** TRY IT **
In the entries below, the line with "Prompt = Locate the shorter" marks the start. Return it and every following line exactly, ending with the last.

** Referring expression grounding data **
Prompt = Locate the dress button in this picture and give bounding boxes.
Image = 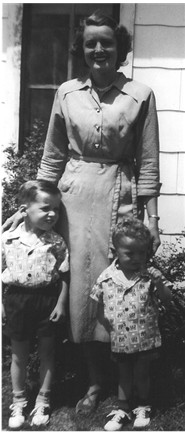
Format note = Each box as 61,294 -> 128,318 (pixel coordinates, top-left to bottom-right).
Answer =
96,108 -> 100,113
94,143 -> 100,149
96,125 -> 100,131
28,273 -> 32,277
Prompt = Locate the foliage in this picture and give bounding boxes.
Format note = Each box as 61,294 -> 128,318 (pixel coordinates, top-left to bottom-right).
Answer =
150,237 -> 185,359
2,120 -> 45,224
152,235 -> 185,283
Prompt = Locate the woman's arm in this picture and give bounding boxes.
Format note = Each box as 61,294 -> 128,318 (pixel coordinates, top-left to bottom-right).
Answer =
135,89 -> 161,254
37,88 -> 69,184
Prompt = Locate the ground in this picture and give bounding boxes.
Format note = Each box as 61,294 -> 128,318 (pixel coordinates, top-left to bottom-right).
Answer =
2,340 -> 185,431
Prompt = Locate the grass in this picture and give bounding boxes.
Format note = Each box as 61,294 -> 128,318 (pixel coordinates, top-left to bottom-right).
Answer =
1,339 -> 185,431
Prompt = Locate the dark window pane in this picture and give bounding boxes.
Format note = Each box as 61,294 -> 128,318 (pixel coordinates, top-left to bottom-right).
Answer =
27,15 -> 69,85
27,88 -> 57,132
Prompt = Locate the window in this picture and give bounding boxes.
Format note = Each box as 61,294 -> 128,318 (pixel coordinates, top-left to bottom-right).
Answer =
19,3 -> 120,148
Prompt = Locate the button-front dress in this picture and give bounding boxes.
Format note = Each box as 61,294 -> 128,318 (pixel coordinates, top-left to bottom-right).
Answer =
37,72 -> 160,343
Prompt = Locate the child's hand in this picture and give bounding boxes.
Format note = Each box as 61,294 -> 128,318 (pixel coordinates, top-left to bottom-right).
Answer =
146,267 -> 163,285
147,267 -> 172,306
49,302 -> 66,322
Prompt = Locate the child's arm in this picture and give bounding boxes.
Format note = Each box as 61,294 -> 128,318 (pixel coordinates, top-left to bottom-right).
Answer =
50,272 -> 69,322
147,267 -> 173,307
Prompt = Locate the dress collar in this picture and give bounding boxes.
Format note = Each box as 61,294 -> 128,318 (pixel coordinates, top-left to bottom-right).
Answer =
62,72 -> 139,102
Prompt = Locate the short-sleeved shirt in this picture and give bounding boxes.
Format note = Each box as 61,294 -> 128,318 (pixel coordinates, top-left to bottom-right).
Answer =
90,260 -> 162,354
1,224 -> 69,289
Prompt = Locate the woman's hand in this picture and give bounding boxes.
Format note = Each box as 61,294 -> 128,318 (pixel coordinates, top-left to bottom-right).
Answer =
145,197 -> 161,254
149,219 -> 161,255
2,210 -> 23,233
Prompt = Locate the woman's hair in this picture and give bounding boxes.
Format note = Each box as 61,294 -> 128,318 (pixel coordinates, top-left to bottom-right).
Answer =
18,180 -> 61,206
112,216 -> 151,248
71,9 -> 132,70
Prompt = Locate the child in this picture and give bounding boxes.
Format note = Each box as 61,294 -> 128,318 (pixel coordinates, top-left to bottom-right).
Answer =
2,180 -> 69,429
90,216 -> 172,430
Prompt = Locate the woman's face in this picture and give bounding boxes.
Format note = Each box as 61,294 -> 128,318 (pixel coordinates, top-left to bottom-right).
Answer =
83,25 -> 117,75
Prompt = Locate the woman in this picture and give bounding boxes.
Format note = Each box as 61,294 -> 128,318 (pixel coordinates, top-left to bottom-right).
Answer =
4,10 -> 161,413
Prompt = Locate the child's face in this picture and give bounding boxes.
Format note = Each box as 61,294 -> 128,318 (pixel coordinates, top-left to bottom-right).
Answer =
116,235 -> 148,273
25,191 -> 60,232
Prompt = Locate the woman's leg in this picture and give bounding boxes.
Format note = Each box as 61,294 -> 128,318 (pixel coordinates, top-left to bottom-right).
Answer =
83,342 -> 102,399
76,341 -> 107,412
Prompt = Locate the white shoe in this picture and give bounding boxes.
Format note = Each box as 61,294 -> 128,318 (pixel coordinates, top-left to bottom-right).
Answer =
8,402 -> 27,429
133,406 -> 151,429
104,409 -> 131,431
30,403 -> 50,427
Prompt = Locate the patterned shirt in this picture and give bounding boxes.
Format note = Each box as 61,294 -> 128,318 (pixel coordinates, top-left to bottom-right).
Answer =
90,260 -> 164,354
1,224 -> 69,288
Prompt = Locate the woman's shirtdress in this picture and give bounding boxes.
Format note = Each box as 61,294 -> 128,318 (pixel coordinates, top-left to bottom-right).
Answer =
37,72 -> 160,343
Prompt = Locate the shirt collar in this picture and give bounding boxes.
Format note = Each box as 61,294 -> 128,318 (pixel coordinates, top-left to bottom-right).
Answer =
63,72 -> 138,101
98,259 -> 140,288
4,223 -> 47,248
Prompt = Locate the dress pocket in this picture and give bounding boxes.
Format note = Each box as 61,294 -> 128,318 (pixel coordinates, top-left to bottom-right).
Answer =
59,159 -> 83,196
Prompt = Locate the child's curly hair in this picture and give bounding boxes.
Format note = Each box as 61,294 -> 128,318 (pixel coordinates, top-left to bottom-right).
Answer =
112,216 -> 151,248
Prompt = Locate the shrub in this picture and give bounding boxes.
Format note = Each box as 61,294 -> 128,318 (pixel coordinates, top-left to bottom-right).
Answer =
2,120 -> 45,223
151,237 -> 185,366
152,236 -> 185,283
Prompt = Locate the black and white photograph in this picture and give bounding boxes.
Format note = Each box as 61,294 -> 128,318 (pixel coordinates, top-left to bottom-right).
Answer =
1,2 -> 185,430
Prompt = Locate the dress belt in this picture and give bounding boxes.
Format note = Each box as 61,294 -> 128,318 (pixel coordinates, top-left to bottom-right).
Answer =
69,153 -> 118,165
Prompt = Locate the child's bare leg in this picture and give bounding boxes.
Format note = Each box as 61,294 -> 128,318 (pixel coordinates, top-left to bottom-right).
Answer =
8,340 -> 29,429
132,356 -> 151,428
30,336 -> 55,427
134,355 -> 150,405
37,335 -> 55,398
118,359 -> 133,412
11,339 -> 29,393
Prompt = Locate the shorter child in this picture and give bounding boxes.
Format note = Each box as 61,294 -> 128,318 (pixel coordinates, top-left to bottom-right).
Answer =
2,180 -> 69,430
90,216 -> 172,430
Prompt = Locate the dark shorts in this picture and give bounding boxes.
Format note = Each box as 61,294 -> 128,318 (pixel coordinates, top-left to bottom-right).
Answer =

** TASK SOLUTION **
Prompt = Locate the shorter child in this picture and give bounding boxes.
Format note = Each box as 61,294 -> 128,318 (pixel coordinates, top-left to bottom-right).
Answer =
2,180 -> 69,430
90,216 -> 172,430
Prompt = Locate the dark shorts in this picture and give bounding boxes.
Format note = Each box as 61,294 -> 128,318 (pixel coordinates, top-left to bottom-right).
Answer =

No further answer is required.